| Work instruction 1 |
Answer these questions using the text on diabetes in the South.
(a) What percentage of the population in the "Diabetes/Obesity Belt" is diagnosed with diabetes?
(b) What was the range, by state, of adult self-reported obesity in the South in 2015?
(c) Approximately what share of diabetes care do primary care providers deliver?
| Work instruction 2 |
In the text on diabetes in the South, replace "primary care providers" with "primary care clinicians" and write out the passage from "The diverse and" to "region of the U.S.".

| Given text |
════
Moreover, the “Diabetes/Obesity Belt”, encompassing approximately 15 states in the South and Southeastern U.S., has the highest rates of diabetes and obesity with 11.7% of the population diagnosed with diabetes, compared with 8.5% in other regions of the country (Beltran-Sanchez 2013). According to the Behavioral Risk Factor Surveillance System (BRFSS), in 2015 the South also had the highest prevalence of adult self-reported obesity, ranging between 30% and 35% by state (CDC 2016). These findings suggest a confluence of overlapping risk factors that lead to high rates of obesity, diabetes, and cardiovascular disease in southern regions of the U.S.
The diverse and complex nature of diabetes and its associated cardiometabolic risk necessitates the delivery of evidence-based medical education which emphasizes knowledge, competency and practical translation into clinical practice. Furthermore, primary care providers (PCPs) are uniquely positioned to improve the care of their patients with diabetes since PCPs deliver approximately 90% of diabetes care (Frei 2010). This comprehensive Southern Diabetes Initiative (SDI) approach has been shown to enhance the clinical skills of primary care providers (PCPs) so that they can better prevent, diagnose and manage diabetes, obesity, cardiovascular disease and other diabetes related complications while also addressing the clinical needs and high risk factors often seen in populations such as the elderly, Hispanic, and African-American populations in the Southern region of the U.S.
════
| Records supplied |
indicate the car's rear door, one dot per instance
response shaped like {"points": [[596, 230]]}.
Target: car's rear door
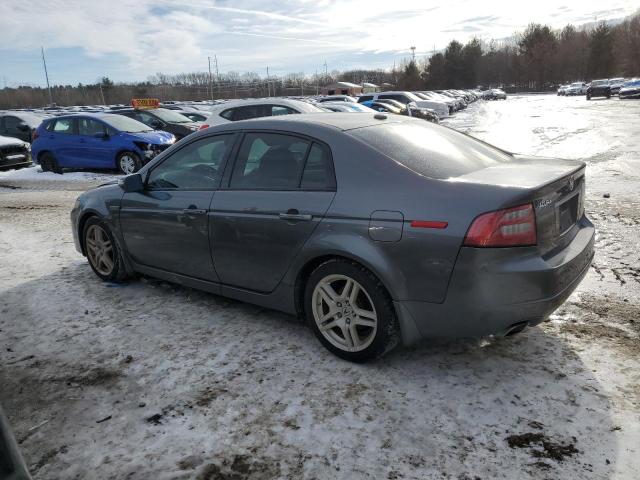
{"points": [[63, 140], [95, 151], [166, 226], [272, 199]]}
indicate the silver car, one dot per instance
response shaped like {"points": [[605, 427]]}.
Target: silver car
{"points": [[376, 229]]}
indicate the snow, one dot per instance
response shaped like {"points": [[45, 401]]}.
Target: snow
{"points": [[199, 386]]}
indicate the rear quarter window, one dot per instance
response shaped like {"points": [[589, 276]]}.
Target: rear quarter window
{"points": [[430, 150]]}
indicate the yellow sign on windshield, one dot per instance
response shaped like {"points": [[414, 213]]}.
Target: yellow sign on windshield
{"points": [[145, 102]]}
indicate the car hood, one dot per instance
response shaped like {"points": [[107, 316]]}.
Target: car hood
{"points": [[155, 137], [6, 141]]}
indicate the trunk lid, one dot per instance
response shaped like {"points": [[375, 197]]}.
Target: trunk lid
{"points": [[555, 187]]}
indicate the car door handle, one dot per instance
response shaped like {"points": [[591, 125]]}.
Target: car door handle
{"points": [[294, 215]]}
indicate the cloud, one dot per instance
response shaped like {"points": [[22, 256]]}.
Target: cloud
{"points": [[173, 35]]}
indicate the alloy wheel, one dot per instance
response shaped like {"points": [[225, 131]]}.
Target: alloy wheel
{"points": [[99, 250], [344, 313]]}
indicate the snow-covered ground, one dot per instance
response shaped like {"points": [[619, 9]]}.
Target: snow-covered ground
{"points": [[151, 380]]}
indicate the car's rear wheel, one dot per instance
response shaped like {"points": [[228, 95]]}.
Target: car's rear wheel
{"points": [[48, 163], [350, 311], [128, 162], [102, 250]]}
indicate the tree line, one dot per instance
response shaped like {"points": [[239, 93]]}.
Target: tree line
{"points": [[539, 58]]}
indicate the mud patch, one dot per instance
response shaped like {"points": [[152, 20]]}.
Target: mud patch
{"points": [[94, 377], [240, 467], [541, 446]]}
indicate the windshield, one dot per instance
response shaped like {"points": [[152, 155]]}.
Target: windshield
{"points": [[171, 116], [432, 151], [125, 124]]}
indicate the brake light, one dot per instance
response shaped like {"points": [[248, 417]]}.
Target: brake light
{"points": [[511, 227]]}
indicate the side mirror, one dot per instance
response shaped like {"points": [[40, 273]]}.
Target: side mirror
{"points": [[132, 183]]}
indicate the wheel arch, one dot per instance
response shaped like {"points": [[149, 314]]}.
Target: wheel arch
{"points": [[310, 264]]}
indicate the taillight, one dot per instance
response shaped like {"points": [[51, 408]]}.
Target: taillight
{"points": [[512, 227]]}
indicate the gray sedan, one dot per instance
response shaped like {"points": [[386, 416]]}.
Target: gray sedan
{"points": [[376, 229]]}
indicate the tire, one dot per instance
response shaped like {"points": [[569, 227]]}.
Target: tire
{"points": [[128, 162], [363, 325], [48, 163], [103, 253]]}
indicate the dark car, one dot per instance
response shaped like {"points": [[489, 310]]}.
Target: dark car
{"points": [[170, 121], [12, 466], [375, 228], [14, 153], [630, 89], [599, 88], [20, 125]]}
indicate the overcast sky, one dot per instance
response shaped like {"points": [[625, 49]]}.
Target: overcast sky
{"points": [[131, 39]]}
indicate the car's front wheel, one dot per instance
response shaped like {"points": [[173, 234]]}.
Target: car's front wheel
{"points": [[128, 162], [350, 311], [102, 251]]}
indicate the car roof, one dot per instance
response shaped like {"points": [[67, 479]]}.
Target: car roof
{"points": [[287, 102], [331, 120]]}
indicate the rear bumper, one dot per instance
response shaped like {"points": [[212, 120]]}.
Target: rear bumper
{"points": [[493, 290]]}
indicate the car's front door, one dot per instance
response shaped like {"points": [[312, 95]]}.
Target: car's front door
{"points": [[94, 145], [63, 140], [278, 191], [166, 226]]}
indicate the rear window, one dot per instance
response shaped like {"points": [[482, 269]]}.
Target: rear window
{"points": [[430, 150]]}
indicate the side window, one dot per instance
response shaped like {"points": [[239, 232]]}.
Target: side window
{"points": [[228, 114], [269, 161], [11, 124], [63, 125], [318, 171], [90, 127], [281, 110], [196, 166]]}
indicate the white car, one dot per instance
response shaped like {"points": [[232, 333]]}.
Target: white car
{"points": [[576, 88], [441, 108], [14, 153], [453, 103], [235, 110]]}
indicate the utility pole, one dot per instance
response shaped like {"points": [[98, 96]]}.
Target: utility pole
{"points": [[268, 87], [46, 74], [101, 93], [210, 81]]}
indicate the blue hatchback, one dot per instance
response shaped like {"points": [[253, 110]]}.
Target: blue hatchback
{"points": [[97, 141]]}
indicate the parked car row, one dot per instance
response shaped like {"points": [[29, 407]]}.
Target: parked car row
{"points": [[126, 138], [606, 87]]}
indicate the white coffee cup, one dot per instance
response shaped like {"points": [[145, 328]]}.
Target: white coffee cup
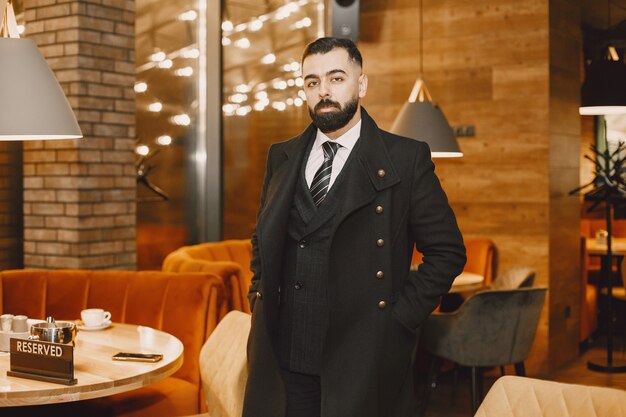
{"points": [[93, 317], [6, 321]]}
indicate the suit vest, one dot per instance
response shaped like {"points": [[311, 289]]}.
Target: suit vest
{"points": [[303, 314]]}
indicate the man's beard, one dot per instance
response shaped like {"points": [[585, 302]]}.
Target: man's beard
{"points": [[332, 121]]}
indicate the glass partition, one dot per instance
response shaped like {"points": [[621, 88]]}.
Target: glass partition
{"points": [[262, 98]]}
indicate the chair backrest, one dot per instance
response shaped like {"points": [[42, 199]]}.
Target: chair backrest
{"points": [[491, 328], [187, 305], [519, 396], [223, 367], [514, 277]]}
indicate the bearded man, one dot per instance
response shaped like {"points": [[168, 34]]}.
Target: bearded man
{"points": [[336, 313]]}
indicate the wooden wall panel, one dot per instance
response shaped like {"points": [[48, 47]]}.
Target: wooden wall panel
{"points": [[504, 67]]}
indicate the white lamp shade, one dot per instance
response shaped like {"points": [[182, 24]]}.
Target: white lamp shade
{"points": [[423, 121], [33, 106]]}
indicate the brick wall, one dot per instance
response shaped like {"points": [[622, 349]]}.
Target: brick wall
{"points": [[10, 205], [79, 195]]}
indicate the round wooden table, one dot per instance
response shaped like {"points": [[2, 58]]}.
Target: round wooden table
{"points": [[97, 374]]}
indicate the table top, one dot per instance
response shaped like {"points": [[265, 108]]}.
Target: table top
{"points": [[97, 374], [467, 282], [618, 246]]}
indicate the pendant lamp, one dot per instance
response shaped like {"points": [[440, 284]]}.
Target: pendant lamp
{"points": [[33, 104], [420, 118], [604, 89]]}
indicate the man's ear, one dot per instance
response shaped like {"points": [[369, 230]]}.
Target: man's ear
{"points": [[362, 85]]}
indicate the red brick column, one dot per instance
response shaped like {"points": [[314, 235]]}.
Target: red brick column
{"points": [[79, 195]]}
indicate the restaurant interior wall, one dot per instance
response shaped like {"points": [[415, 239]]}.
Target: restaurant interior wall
{"points": [[79, 195], [491, 64]]}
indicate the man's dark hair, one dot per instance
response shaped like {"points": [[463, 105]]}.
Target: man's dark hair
{"points": [[325, 45]]}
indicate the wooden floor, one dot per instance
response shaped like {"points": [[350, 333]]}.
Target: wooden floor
{"points": [[447, 401]]}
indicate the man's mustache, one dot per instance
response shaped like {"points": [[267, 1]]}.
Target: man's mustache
{"points": [[326, 103]]}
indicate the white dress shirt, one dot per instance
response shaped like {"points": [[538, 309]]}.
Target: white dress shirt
{"points": [[316, 157]]}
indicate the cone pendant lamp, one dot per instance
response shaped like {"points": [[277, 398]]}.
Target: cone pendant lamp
{"points": [[33, 104], [420, 118]]}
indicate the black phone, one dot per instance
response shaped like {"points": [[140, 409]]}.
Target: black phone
{"points": [[137, 357]]}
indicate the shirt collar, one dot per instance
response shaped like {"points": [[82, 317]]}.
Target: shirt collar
{"points": [[347, 140]]}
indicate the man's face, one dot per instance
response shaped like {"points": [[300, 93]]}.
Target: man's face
{"points": [[333, 85]]}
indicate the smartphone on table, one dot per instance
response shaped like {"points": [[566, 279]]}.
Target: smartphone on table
{"points": [[137, 357]]}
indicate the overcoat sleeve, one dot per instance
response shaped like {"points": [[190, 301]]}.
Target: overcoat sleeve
{"points": [[433, 227], [255, 263]]}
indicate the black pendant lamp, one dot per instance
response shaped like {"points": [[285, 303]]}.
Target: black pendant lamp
{"points": [[604, 89], [420, 118]]}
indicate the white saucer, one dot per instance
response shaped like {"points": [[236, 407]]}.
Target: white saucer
{"points": [[103, 326]]}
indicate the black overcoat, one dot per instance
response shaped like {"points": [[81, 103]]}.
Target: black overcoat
{"points": [[393, 200]]}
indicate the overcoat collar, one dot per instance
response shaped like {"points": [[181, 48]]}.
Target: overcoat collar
{"points": [[373, 171]]}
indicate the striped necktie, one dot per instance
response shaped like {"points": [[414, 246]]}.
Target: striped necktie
{"points": [[321, 180]]}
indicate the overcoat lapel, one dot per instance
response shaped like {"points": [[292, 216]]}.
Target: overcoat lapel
{"points": [[272, 223], [364, 180]]}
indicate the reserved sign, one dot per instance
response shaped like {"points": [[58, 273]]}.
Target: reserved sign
{"points": [[44, 361]]}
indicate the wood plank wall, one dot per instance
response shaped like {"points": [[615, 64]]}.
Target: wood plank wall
{"points": [[502, 66]]}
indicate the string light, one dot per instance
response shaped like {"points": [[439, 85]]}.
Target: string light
{"points": [[243, 88], [227, 26], [184, 72], [166, 64], [268, 59], [158, 56], [141, 87], [255, 25], [190, 53], [164, 140], [238, 98], [181, 119], [243, 43], [188, 16]]}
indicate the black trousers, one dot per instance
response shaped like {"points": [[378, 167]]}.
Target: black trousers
{"points": [[304, 394]]}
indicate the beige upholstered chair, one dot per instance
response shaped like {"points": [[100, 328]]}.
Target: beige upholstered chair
{"points": [[513, 396], [223, 368]]}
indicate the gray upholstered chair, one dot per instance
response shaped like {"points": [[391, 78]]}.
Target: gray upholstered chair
{"points": [[491, 328], [514, 277]]}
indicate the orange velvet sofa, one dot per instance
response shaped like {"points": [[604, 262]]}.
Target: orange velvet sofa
{"points": [[187, 305], [229, 259]]}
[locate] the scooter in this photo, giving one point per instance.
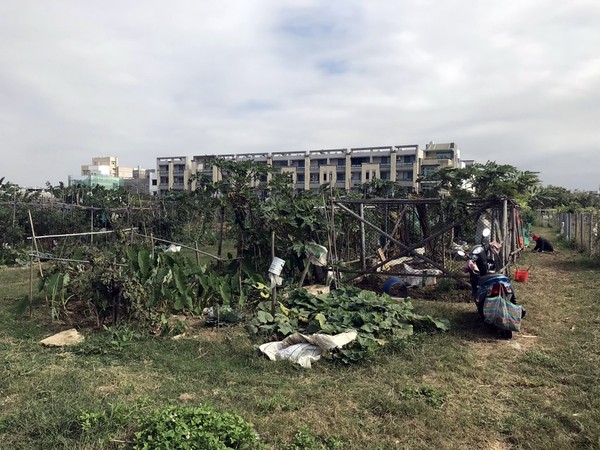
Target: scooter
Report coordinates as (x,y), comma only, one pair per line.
(493,292)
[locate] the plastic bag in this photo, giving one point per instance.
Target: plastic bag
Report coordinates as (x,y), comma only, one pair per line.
(502,314)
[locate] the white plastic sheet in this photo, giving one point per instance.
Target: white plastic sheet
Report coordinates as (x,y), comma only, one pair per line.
(306,349)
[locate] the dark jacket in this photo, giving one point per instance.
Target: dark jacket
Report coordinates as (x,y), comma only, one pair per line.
(543,245)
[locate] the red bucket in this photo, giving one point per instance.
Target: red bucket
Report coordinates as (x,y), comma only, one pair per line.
(521,275)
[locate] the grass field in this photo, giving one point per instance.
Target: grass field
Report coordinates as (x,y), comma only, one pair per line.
(461,389)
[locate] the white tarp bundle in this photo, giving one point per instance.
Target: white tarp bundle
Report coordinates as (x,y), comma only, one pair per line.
(306,349)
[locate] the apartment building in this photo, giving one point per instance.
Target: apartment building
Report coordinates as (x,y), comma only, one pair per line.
(436,157)
(173,173)
(105,171)
(343,168)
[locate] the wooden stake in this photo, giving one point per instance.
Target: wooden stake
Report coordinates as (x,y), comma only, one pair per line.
(33,238)
(274,289)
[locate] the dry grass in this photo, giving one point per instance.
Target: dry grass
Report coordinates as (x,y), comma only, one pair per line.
(462,389)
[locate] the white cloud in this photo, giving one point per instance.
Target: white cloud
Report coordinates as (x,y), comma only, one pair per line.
(517,81)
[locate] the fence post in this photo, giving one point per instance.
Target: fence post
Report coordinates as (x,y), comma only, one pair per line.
(363,250)
(591,234)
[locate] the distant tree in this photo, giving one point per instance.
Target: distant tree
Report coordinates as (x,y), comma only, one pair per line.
(484,180)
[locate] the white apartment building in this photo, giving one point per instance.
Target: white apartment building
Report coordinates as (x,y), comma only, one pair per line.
(344,168)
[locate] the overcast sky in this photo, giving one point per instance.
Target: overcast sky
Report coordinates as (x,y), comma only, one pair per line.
(514,81)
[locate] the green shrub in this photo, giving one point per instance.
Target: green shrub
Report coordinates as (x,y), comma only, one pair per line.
(202,428)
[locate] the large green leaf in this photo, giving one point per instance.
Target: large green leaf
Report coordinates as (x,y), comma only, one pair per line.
(144,262)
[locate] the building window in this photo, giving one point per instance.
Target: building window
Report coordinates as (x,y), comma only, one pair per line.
(428,170)
(358,161)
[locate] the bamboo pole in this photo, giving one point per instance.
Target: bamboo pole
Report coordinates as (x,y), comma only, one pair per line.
(410,249)
(30,282)
(92,226)
(363,250)
(274,288)
(405,249)
(34,240)
(591,234)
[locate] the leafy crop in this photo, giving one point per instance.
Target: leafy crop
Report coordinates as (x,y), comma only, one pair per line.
(378,319)
(202,428)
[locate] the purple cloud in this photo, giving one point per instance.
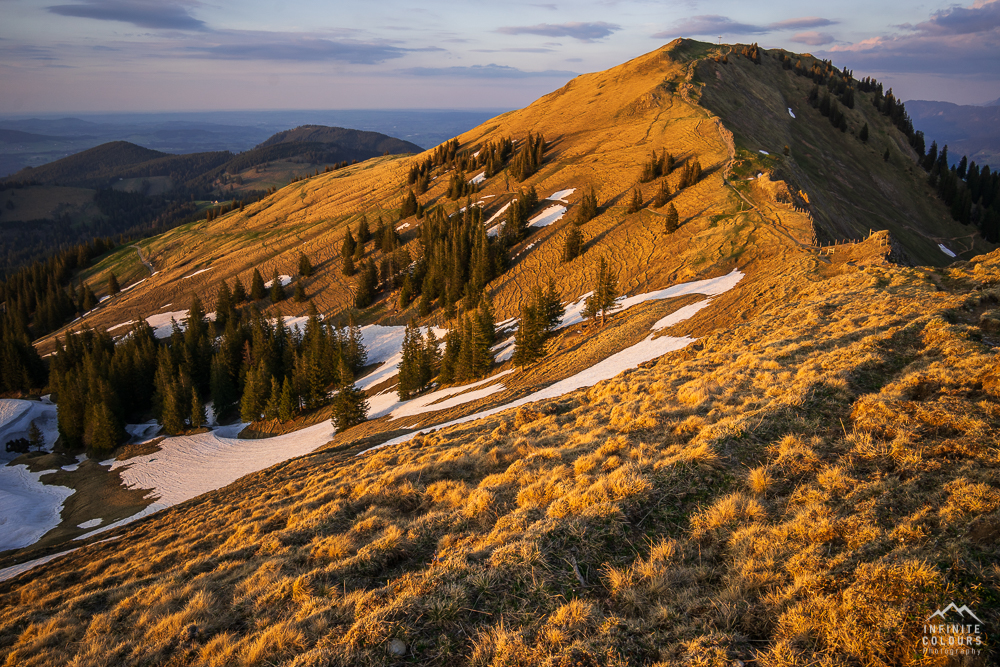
════
| Written answer 1 |
(a) 11.7%
(b) Between 30% and 35%
(c) Approximately 90%

| Written answer 2 |
The diverse and complex nature of diabetes and its associated cardiometabolic risk necessitates the delivery of evidence-based medical education which emphasizes knowledge, competency and practical translation into clinical practice. Furthermore, primary care clinicians (PCPs) are uniquely positioned to improve the care of their patients with diabetes since PCPs deliver approximately 90% of diabetes care (Frei 2010). This comprehensive Southern Diabetes Initiative (SDI) approach has been shown to enhance the clinical skills of primary care clinicians (PCPs) so that they can better prevent, diagnose and manage diabetes, obesity, cardiovascular disease and other diabetes related complications while also addressing the clinical needs and high risk factors often seen in populations such as the elderly, Hispanic, and African-American populations in the Southern region of the U.S.